10th Anniversary

Lasting Change, Built Together

What We Learned from Supporting Curriculum Implementation in Guilford County Schools (GCS) and Monterey Peninsula Unified School District (MPUSD)

Every student deserves the kind of grade-level instruction that challenges, supports, and engages them every day. That kind of consistency doesn’t happen by chance. It takes strong, steady leadership and a commitment to doing the hard work of implementing curriculum effectively. It is not just about selecting high-quality instructional materials (HQIM) but also about building the systems, skills, and mindsets to implement them well. Over the past three years, UnboundEd partnered with leaders in Guilford County Schools (GCS) and Monterey Peninsula Unified School District (MPUSD) to do just that. Together, we built capacity from the central office to the classroom, so that great materials could translate into great instruction. 

UnboundEd undertook this work as part of the Effective Implementation Cohort (EIC) grant, a project designed to help school districts implement an instructional system that supports using high-quality middle school math curriculum.

#### Extracted records:
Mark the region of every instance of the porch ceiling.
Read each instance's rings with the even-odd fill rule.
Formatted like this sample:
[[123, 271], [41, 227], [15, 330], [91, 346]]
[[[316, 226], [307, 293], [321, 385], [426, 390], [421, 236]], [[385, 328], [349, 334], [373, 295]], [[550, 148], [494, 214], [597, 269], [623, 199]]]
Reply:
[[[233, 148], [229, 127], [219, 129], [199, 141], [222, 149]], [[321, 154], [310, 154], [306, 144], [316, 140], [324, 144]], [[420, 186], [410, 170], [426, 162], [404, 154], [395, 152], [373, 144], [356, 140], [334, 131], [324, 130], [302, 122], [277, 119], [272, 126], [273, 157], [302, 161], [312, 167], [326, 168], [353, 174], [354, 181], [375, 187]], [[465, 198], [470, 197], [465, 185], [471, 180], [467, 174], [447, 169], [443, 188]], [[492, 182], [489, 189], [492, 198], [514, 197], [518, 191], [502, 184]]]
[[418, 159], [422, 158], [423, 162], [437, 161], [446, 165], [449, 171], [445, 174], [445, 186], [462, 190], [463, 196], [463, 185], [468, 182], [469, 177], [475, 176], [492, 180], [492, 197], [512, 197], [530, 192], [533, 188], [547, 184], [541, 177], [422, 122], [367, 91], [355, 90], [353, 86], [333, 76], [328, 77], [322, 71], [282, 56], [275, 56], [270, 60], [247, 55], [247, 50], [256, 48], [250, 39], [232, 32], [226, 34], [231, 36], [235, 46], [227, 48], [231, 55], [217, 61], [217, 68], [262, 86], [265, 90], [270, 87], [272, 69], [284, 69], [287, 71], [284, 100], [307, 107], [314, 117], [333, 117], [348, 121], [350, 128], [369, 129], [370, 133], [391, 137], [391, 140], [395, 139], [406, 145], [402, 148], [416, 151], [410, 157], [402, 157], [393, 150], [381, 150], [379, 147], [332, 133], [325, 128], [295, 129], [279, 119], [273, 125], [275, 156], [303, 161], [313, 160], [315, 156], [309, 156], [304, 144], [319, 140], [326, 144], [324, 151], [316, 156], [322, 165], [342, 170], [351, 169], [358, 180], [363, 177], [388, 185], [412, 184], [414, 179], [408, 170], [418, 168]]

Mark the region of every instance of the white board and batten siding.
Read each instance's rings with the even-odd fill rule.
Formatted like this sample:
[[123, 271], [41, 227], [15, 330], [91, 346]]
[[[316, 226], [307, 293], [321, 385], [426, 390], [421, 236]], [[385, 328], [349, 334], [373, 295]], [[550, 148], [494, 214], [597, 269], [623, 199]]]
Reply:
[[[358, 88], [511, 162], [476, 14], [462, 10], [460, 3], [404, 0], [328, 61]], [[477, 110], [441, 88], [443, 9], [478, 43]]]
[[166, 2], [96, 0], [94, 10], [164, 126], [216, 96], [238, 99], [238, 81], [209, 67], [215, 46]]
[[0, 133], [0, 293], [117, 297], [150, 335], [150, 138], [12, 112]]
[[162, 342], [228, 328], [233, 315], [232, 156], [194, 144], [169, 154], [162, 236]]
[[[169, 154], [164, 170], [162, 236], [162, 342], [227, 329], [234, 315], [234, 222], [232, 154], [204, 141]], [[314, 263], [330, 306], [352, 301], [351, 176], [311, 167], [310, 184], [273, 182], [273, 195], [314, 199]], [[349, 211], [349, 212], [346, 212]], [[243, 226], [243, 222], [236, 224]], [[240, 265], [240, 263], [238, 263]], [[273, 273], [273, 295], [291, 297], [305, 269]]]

#### What you have to do:
In the page extract about curriculum implementation, what grant did UnboundEd's work fall under?

#### Reply:
The Effective Implementation Cohort (EIC) grant